▸ **Directions**:
Give back every entry exactly; drop the pictures.

————————

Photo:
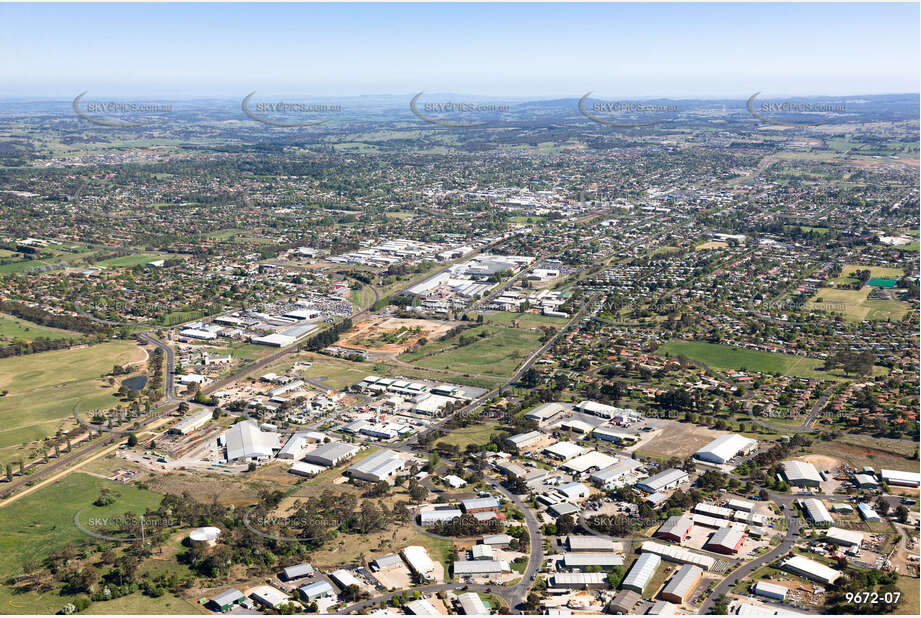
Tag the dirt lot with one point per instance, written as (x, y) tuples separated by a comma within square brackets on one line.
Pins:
[(392, 336), (678, 440)]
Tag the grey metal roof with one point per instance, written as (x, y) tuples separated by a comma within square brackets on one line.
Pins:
[(684, 580), (642, 571)]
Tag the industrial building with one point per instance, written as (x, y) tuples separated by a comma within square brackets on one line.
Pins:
[(190, 423), (297, 571), (847, 538), (590, 544), (682, 584), (800, 565), (624, 602), (664, 480), (591, 460), (418, 560), (680, 555), (675, 528), (420, 607), (573, 491), (384, 563), (604, 411), (344, 579), (801, 474), (564, 451), (480, 505), (302, 468), (245, 441), (472, 605), (724, 448), (580, 560), (524, 440), (868, 513), (642, 572), (268, 596), (580, 580), (816, 512), (900, 478), (381, 466), (616, 475), (331, 454), (544, 412), (466, 568), (316, 590), (770, 590), (726, 541)]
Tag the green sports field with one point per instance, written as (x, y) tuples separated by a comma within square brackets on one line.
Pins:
[(43, 389), (726, 357), (856, 305), (12, 327), (128, 261)]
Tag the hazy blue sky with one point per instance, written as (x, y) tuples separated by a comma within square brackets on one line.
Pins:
[(681, 50)]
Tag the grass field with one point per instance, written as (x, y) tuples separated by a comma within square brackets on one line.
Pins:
[(138, 603), (523, 320), (43, 522), (855, 305), (12, 327), (128, 261), (43, 388), (496, 351), (726, 357), (474, 434)]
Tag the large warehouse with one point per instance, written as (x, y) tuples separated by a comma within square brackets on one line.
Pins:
[(641, 572), (725, 448), (847, 538), (675, 528), (801, 474), (663, 480), (816, 512), (898, 477), (682, 584), (331, 453), (800, 565), (246, 441), (680, 555), (381, 466), (726, 541)]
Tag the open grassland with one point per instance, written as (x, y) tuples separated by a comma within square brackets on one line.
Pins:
[(474, 434), (43, 522), (44, 387), (495, 351), (12, 327), (138, 603), (855, 304), (522, 320), (129, 261), (882, 272), (883, 455), (726, 357)]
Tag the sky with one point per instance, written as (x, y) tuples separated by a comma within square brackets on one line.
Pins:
[(530, 50)]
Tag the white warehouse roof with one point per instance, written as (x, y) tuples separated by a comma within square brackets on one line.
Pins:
[(724, 448)]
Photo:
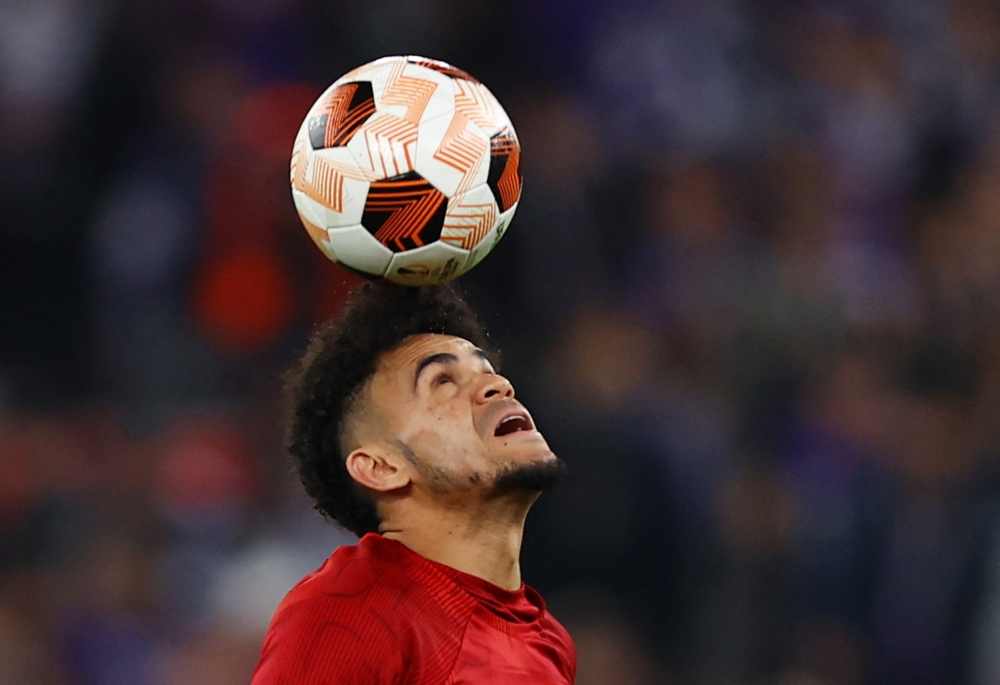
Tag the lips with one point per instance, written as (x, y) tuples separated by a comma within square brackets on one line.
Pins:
[(514, 421)]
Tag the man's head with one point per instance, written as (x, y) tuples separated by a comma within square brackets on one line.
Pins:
[(398, 397)]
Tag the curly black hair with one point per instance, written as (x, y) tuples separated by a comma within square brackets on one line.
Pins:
[(334, 370)]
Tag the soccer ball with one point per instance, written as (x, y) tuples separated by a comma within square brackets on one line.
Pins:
[(406, 169)]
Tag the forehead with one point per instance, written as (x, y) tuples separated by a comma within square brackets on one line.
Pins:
[(405, 356)]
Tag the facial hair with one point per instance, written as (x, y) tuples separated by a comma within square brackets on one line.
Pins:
[(531, 477)]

————————

▸ **Answer for this exercise**:
Photo:
Tag the dirt lot with one point per instance, written as (x, y) tuples separated by a comma within square brackets on one line.
Pins:
[(392, 336), (678, 440)]
Tag the grey metal roof with one point per instance, written as (x, y) tuples separated by a comma within square brackets on one line.
Pins:
[(684, 580), (642, 571)]
Tag the industrial building with one point per instance, written as (x, y) tuples separated by a comma within square brackets on one line.
Pins:
[(190, 423), (297, 571), (847, 538), (590, 544), (682, 584), (800, 565), (624, 602), (664, 480), (591, 460), (418, 560), (680, 555), (675, 528), (420, 607), (573, 491), (384, 563), (604, 411), (344, 579), (801, 474), (564, 451), (480, 505), (302, 468), (245, 441), (472, 605), (724, 448), (580, 560), (524, 440), (868, 513), (642, 572), (268, 596), (580, 580), (816, 512), (900, 478), (381, 466), (616, 475), (331, 454), (544, 412), (466, 568), (316, 590), (770, 590), (726, 541)]
Tag the green sports field with one point per instance, written as (x, y) tuples separated by a comma within square brackets on one line.
Pins:
[(43, 389), (726, 357), (856, 305), (12, 327), (128, 261)]
Tag the hazy blue sky with one point per instance, written as (x, y) tuples separated by a comma within square brackets on one line.
Pins:
[(681, 50)]
Tag the grass field with one point per instance, written as (x, y) tuples separated by a comma within square brackets on one line.
Pins:
[(138, 603), (523, 320), (43, 522), (855, 305), (12, 327), (128, 261), (43, 388), (496, 351), (726, 357), (474, 434)]
Tag the large warehouse with one point per instance, written as (x, y) tuples separated by a comma within square brackets on one line.
Pins:
[(641, 572), (725, 448), (847, 538), (675, 528), (801, 474), (663, 480), (816, 512), (898, 477), (682, 584), (331, 453), (800, 565), (246, 441), (680, 555), (381, 466), (726, 541)]
Tag the open grassland with one point per instance, written as (x, y) tuples separated by a comma within square brackets on one line.
Pins:
[(474, 434), (43, 522), (44, 387), (495, 351), (12, 327), (138, 603), (855, 304), (522, 320), (129, 261), (882, 272), (883, 455), (726, 357)]
Tag the sky with one point per instance, written as (x, y) tuples separated by a comma within square brackets on one line.
Pins:
[(530, 50)]
Tag the white warehouse roof with one point per instance, written as (x, y) tuples separated by a comma within square brackets on one line.
Pins:
[(724, 448)]
Photo:
Tag the lips with one point per instance, written as (x, y) tuples separated by a comma within square brackets on one line.
Pins:
[(514, 421)]
Tag the man's head with one point per instance, written as (x, y) tuples separated by a comma within square brackets on one line.
Pins:
[(398, 397)]
Tag the curly black hair with one point per instance, written as (x, y) tuples separated by a comma within square brackets on one line.
Pins:
[(334, 370)]
Tag the soccer ball with one point per instance, written as (x, y) tuples separated by a comma within square brackets on one line.
Pins:
[(406, 169)]
Tag the forehead with one point per instance, written as (x, y) tuples separated by a comma within square brackets on one line.
Pins:
[(405, 356)]
Tag the facial hair with one point per instance, written as (x, y) tuples separated by a comma within square brackets on one line.
Pins:
[(531, 477)]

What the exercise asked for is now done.